▶ [Request 1]: Rewrite only the lines of the records from the line with "Target: small door" up to and including the line with "[[[119,114],[117,112],[114,113],[114,124],[113,126],[119,126]]]", requests included, and shift every outline coordinate in the answers by adding 136 to it. Leave the numbers in the requests and their format samples as they are.

▶ [Page]:
==========

I know, I owned a Nokia N70, and I was surprised by how little the OS had changed since I’d used a friend’s Nokia 6600, not just in appearance but also in functionality (in fact, some of the changes, such as a gallery that didn’t recognize folders, were for the worse).
The alternative is Android. The EU just needs to fund the open-source parts, wrestle control of it from Android.
Google will never be allowed to obstruct normal installation of applications on Android in any meaningful way.
Never allowed by who? Outside the EU, where they don’t have to offer alternative app stores, they can do whatever they want. Play Services can block any app Google wants on your Android device.
Yes, you can theoretically run a Play Services-less AOSP build (using MicroG or whatever), but compatibility with banking and government apps isn’t guaranteed, so most people don’t and won’t.
To be honest, I expected much worse. I expected it to require you to connect your Android device to a PC and run obscure ADB commands (like you already have to do in order to install an apk targeting a low API level) or having to “register as a developer” on some website controlled by Google.
The fact it can be achieved only through local clicks (okay, taps) on the device is much less worse than I expected. The 24-hour waiting period is a minor roadblock, but fortunately you have to do it only once.
The problem with this approach is that you need to be in “Developer” mode indefinitely. There are banking and government apps that refuse to run on devices that have “Developer” mode enabled. In this particular scenario:
1. You would have to jump through hoops to install your app, disable “Developer” mode when using these restrictive apps.
2. Jump through hoops again to enable the feature, to update your app, Disable “Developer” mode again when you’re done.
3. Repeat the above until you eventually just give up or Google makes it even harder.
I don’t think we are out of the woods just yet. The fact that bootloader unlocking is no longer a thing, leaves us with very little choices. Google knows and is exerting this pressure to limit our choices. The fact that Google is resorting to these measures after loosing their battle with Epic, is too convenient of an excuse that they are now concerned with user’s safety.

==========

▶ [Given records]:

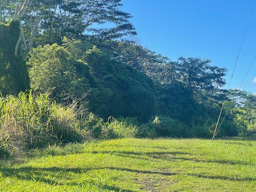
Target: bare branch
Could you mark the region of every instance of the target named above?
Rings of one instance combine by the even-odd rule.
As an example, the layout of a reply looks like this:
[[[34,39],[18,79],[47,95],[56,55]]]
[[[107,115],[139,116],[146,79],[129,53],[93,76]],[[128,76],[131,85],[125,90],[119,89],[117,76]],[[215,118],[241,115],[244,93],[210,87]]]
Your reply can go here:
[[[25,0],[25,2],[23,4],[22,7],[21,8],[21,9],[20,11],[20,12],[19,12],[19,13],[18,14],[18,15],[17,16],[17,19],[20,19],[22,15],[24,14],[26,10],[26,8],[27,8],[29,2],[29,0]],[[15,18],[14,20],[15,20]]]
[[[35,37],[36,36],[36,30],[37,30],[37,28],[39,25],[39,23],[40,23],[40,22],[41,21],[41,20],[42,18],[40,17],[38,17],[36,18],[36,21],[34,24],[34,26],[33,27],[33,28],[32,29],[32,31],[31,32],[31,35],[30,36],[30,38],[29,39],[29,41],[28,42],[28,46],[27,48],[26,49],[25,52],[24,52],[24,54],[23,54],[23,60],[25,60],[28,55],[28,54],[29,53],[29,52],[30,51],[31,48],[32,48],[32,45],[33,44],[33,42],[34,42],[34,40],[35,39]]]

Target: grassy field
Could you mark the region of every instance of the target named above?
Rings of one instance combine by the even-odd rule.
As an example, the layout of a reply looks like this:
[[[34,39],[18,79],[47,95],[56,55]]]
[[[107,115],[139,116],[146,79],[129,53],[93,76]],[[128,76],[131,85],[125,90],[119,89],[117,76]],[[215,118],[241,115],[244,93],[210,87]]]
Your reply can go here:
[[[255,138],[125,139],[50,147],[0,166],[0,191],[256,191]]]

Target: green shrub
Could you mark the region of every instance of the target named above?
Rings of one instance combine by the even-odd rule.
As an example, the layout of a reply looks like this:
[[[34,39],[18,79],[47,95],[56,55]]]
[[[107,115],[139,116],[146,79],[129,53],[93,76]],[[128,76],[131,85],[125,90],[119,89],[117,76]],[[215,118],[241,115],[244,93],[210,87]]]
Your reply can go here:
[[[1,148],[41,148],[57,142],[79,141],[82,124],[72,108],[51,102],[47,94],[21,92],[0,100]],[[7,143],[8,149],[4,144]]]

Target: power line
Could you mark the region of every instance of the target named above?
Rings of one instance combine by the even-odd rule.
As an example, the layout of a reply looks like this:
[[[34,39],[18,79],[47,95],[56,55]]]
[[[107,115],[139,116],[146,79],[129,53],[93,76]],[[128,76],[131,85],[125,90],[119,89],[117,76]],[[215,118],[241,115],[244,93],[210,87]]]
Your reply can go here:
[[[231,83],[231,81],[232,80],[232,78],[233,78],[233,75],[234,75],[234,72],[235,71],[235,69],[236,69],[236,64],[237,63],[237,61],[238,60],[238,58],[239,57],[239,55],[240,54],[240,52],[241,52],[241,50],[242,49],[242,46],[243,46],[243,44],[244,43],[244,38],[245,38],[245,36],[246,35],[246,32],[247,31],[247,29],[248,28],[248,26],[249,26],[249,24],[250,23],[250,20],[251,20],[251,17],[252,17],[252,12],[253,12],[253,10],[254,9],[254,6],[255,5],[255,2],[256,2],[256,0],[254,0],[254,2],[253,4],[253,6],[252,6],[252,11],[251,12],[251,14],[250,15],[250,17],[249,18],[249,20],[248,21],[248,23],[247,23],[247,25],[246,26],[246,28],[245,29],[245,32],[244,32],[244,37],[243,38],[243,40],[242,41],[242,43],[241,44],[241,46],[240,46],[240,49],[239,49],[239,51],[238,52],[238,55],[237,56],[237,57],[236,58],[236,63],[235,64],[235,66],[234,66],[234,69],[233,70],[233,72],[232,72],[232,75],[231,75],[231,78],[230,78],[230,80],[229,82],[229,84],[228,84],[228,90],[229,89],[229,87],[230,86],[230,84]],[[255,56],[255,57],[256,57],[256,56]],[[252,66],[252,63],[253,62],[253,61],[254,61],[254,59],[255,59],[255,57],[254,57],[254,58],[253,59],[253,61],[252,61],[252,64],[251,64],[251,66],[250,66],[250,67],[249,68],[249,69],[248,70],[248,71],[247,71],[247,72],[246,73],[245,76],[244,77],[244,80],[243,80],[243,81],[241,84],[241,85],[240,86],[240,88],[241,87],[241,86],[242,86],[242,83],[244,82],[244,79],[245,79],[246,77],[246,76],[247,74],[248,73],[248,72],[249,72],[249,70],[250,70],[250,69],[251,68],[251,66]],[[225,98],[224,99],[224,101],[223,102],[223,103],[222,103],[222,106],[221,107],[221,109],[220,110],[220,115],[219,115],[219,117],[218,118],[218,120],[217,121],[217,124],[216,124],[216,127],[215,127],[215,129],[214,130],[214,133],[213,134],[213,136],[212,136],[212,140],[213,140],[213,139],[214,138],[214,137],[215,136],[215,135],[216,134],[216,130],[217,130],[217,128],[218,128],[218,125],[219,123],[219,121],[220,120],[220,116],[221,115],[221,114],[222,111],[222,110],[223,109],[223,106],[224,106],[224,104],[225,103],[225,102],[226,101],[226,96],[225,97]],[[229,110],[230,108],[231,107],[231,105],[230,106],[230,107],[229,108]],[[221,122],[221,124],[220,124],[220,126],[219,127],[219,128],[218,128],[218,131],[219,130],[219,129],[220,129],[220,126],[221,125],[221,124],[222,124],[222,123],[223,122],[223,121],[224,120],[224,119],[225,118],[225,117],[226,117],[226,114],[227,114],[227,112],[226,113],[226,114],[225,114],[225,116],[224,116],[224,118],[223,118],[223,119],[222,121],[222,122]]]

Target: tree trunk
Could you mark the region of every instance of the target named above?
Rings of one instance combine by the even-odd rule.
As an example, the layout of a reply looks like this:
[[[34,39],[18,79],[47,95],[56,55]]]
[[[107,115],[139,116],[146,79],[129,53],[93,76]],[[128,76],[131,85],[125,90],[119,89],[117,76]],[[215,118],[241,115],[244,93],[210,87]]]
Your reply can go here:
[[[41,19],[42,18],[41,18],[38,17],[36,18],[36,19],[34,24],[34,26],[32,29],[32,31],[31,32],[31,35],[30,36],[30,38],[29,39],[29,41],[28,41],[28,43],[27,48],[26,49],[24,52],[24,53],[23,54],[24,60],[25,60],[26,59],[28,55],[28,54],[32,48],[33,42],[34,42],[34,40],[35,39],[35,37],[36,34],[36,30],[37,30],[37,28],[39,25],[39,23],[40,23]]]
[[[2,0],[0,0],[0,23],[3,22],[3,18],[2,16]]]

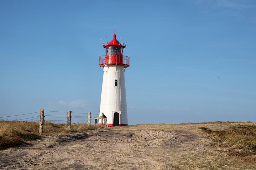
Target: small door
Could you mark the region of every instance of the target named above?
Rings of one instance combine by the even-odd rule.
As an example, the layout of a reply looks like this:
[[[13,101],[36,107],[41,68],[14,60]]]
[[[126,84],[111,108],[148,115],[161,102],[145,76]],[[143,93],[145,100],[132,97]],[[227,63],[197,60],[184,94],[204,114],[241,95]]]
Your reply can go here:
[[[119,114],[117,112],[114,113],[114,124],[113,126],[119,126]]]

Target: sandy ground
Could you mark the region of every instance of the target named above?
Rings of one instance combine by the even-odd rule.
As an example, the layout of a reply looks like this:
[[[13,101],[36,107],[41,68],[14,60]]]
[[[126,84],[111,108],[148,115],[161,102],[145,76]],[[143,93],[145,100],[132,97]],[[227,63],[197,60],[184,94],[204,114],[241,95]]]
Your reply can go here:
[[[0,169],[256,169],[217,150],[200,127],[141,124],[44,137],[0,151]]]

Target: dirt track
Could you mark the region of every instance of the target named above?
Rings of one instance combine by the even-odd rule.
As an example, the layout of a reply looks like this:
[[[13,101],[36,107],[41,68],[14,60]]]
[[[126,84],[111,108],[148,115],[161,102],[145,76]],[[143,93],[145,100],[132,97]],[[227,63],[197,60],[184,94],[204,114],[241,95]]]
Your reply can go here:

==========

▶ [Request 2]: Duplicate the Android comment above, word for word, from "The alternative is" up to and including "your Android device.".

▶ [Exercise result 1]:
Target: small door
Could you mark the region of every instance of the target named above?
Rings of one instance combine by the even-odd rule.
As an example, the layout of a reply looks like this:
[[[13,101],[36,107],[41,68],[14,60]]]
[[[126,84],[111,108],[148,115],[161,102],[145,76]],[[143,93],[145,100],[132,97]],[[227,63],[197,60],[184,94],[204,114],[241,95]]]
Your reply can go here:
[[[255,250],[253,248],[250,249],[250,260],[249,262],[255,262]]]

▶ [Exercise result 2]:
The alternative is Android. The EU just needs to fund the open-source parts, wrestle control of it from Android.
Google will never be allowed to obstruct normal installation of applications on Android in any meaningful way.
Never allowed by who? Outside the EU, where they don’t have to offer alternative app stores, they can do whatever they want. Play Services can block any app Google wants on your Android device.